Work instructions.
(a) Using the motor vehicle insurance primer, answer the following:
(i) What kind of insurance does the primer call no-fault insurance?
(ii) What does the primer say is usually the least expensive way to increase the coverage available for catastrophic accidents?
(iii) If the at-fault driver is not insured, under what type of policy would an injured person seek coverage from his or her own insurance company?
(b) Retype the passage of the motor vehicle insurance primer between "Nohr Sports Risk" and "a catastrophic accident.", inclusive.

Document section.
· · · · ·

A Primer on Motor Vehicle Insurance Coverage
July 14, 2011
Katharine M. Nohr, Esq.
Nohr Sports Risk Management, LLC
Does your organization use motor vehicles to transport athletes, spectators or others? If so, it is essential for risk management planning to make sure that such vehicles are fully insured in compliance with applicable law. It is a good idea to talk with your insurance agent or broker about the insurance policies that have been purchased in order to ensure that there is sufficient coverage. Policy exclusions should be scrutinized to determine if there will be coverage for the uses of the motor vehicles in question. You will also want to make sure that policy limits are high enough to cover your organization in the case of a catastrophic accident.
Many states have enacted laws requiring that each vehicle carry “no-fault” insurance. No-fault insurance is “first party” insurance and generally covers those people that are in the vehicle which is insured, or pedestrians or bicyclists that are hit by the vehicle. This insurance pays for medical care and possibly wage loss and other benefits immediately, without regard to fault. The eligible injured persons do not have to file a lawsuit against the at-fault party in order to get paid. There should also be bodily injury liability coverage on vehicles used by an organization. In the event that the driver of the vehicle negligently causes an accident, the bodily injury liability coverage should cover an organization up to the limits of the policy. Underinsured motorist coverage can also be purchased to cover a person if it turns out that the driver who was at fault in the accident does not have enough insurance. This insurance is called UIM insurance and is also first party coverage, purchased from a person’s own insurance company. Uninsured motorist insurance coverage can also be purchased from a person’s own insurance carrier. This insurance will provide coverage if the at-fault driver is not insured. In that event, an injured person would seek insurance coverage directly from his or her own insurance company under a “UM” policy.
Your organization will receive additional insurance protection by purchasing umbrella or excess coverage. Usually these policies are the least expensive way to increase insurance coverage that is available for catastrophic accidents. If employees of an organization will be driving the vehicles used to transport athletes and others, they will likely be covered by the company’s worker’s compensation policy if an accident occurs while they are in the course and scope of their employment. Property damage insurance or collision coverage should also be part of any motor vehicle policy. This insurance coverage pays for the damage to any vehicles that occur because of the fault of the driver. Reductions in insurance premiums may be obtained by showing good driving records, by instituting safe driving policies, by undertaking certain safe driving practices or by having a large deductible or retention.
Understanding the basics of motor vehicle insurance coverage will go a long way in your organizations risk management planning. Drive safely!

· · · · ·

Dataset entries
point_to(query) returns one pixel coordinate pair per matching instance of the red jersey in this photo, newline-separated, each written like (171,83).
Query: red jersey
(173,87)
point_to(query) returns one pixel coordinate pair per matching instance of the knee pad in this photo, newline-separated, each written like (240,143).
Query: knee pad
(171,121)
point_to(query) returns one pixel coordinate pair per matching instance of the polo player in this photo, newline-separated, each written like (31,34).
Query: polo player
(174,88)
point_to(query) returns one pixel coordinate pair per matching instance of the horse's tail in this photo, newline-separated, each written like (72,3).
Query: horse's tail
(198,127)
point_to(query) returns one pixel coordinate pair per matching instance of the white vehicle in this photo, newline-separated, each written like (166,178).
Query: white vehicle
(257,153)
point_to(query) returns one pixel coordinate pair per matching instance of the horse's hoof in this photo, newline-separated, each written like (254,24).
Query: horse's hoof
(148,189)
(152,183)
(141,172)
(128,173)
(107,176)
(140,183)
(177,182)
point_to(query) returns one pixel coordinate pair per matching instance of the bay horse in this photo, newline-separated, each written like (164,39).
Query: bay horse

· · · · ·

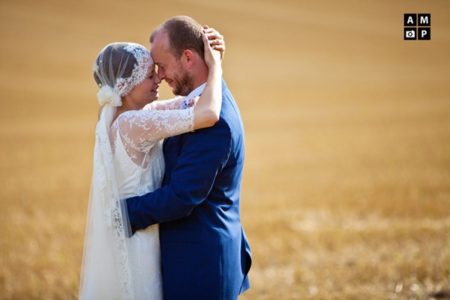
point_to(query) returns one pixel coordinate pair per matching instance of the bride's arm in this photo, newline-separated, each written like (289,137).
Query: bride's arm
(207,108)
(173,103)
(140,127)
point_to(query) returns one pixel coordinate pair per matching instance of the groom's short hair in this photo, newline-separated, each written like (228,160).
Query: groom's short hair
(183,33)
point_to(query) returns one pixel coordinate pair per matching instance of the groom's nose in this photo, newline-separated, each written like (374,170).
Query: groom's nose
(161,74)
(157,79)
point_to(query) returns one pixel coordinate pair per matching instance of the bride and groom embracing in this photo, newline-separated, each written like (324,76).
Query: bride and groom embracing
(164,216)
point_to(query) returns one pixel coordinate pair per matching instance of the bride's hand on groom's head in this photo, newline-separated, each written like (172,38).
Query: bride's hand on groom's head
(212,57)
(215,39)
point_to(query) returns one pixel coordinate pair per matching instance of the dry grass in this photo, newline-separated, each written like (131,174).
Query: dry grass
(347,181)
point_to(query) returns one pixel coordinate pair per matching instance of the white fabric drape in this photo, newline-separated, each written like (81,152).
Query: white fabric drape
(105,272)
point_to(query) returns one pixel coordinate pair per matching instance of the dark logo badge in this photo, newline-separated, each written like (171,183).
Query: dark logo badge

· · · · ·

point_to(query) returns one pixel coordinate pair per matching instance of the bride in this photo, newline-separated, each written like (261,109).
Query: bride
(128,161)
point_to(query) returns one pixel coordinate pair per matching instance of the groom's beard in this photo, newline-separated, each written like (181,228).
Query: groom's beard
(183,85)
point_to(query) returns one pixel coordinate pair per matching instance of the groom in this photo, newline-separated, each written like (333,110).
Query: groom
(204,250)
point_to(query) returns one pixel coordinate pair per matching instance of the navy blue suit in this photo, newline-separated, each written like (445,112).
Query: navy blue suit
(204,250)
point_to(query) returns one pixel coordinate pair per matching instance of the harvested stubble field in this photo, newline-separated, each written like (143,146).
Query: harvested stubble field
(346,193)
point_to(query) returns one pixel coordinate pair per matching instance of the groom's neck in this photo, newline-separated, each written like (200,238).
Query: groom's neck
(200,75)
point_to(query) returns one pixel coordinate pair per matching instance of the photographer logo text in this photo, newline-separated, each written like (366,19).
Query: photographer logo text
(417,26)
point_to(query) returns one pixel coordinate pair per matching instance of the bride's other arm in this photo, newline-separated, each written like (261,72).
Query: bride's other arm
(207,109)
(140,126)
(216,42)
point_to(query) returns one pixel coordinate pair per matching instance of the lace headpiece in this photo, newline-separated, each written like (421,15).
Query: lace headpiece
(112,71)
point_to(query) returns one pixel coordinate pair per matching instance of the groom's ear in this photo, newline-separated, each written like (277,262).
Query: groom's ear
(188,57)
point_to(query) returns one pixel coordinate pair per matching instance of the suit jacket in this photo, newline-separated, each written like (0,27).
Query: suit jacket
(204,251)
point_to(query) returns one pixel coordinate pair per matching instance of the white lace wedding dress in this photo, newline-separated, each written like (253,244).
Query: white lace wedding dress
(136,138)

· · · · ·

Completed exercise.
(a)
(i) "First party" insurance.
(ii) Buying umbrella or excess coverage policies.
(iii) A "UM" (uninsured motorist) policy.

(b)
Nohr Sports Risk Management, LLC
Does your organization use motor vehicles to transport athletes, spectators or others? If so, it is essential for risk management planning to make sure that such vehicles are fully insured in compliance with applicable law. It is a good idea to talk with your insurance agent or broker about the insurance policies that have been purchased in order to ensure that there is sufficient coverage. Policy exclusions should be scrutinized to determine if there will be coverage for the uses of the motor vehicles in question. You will also want to make sure that policy limits are high enough to cover your organization in the case of a catastrophic accident.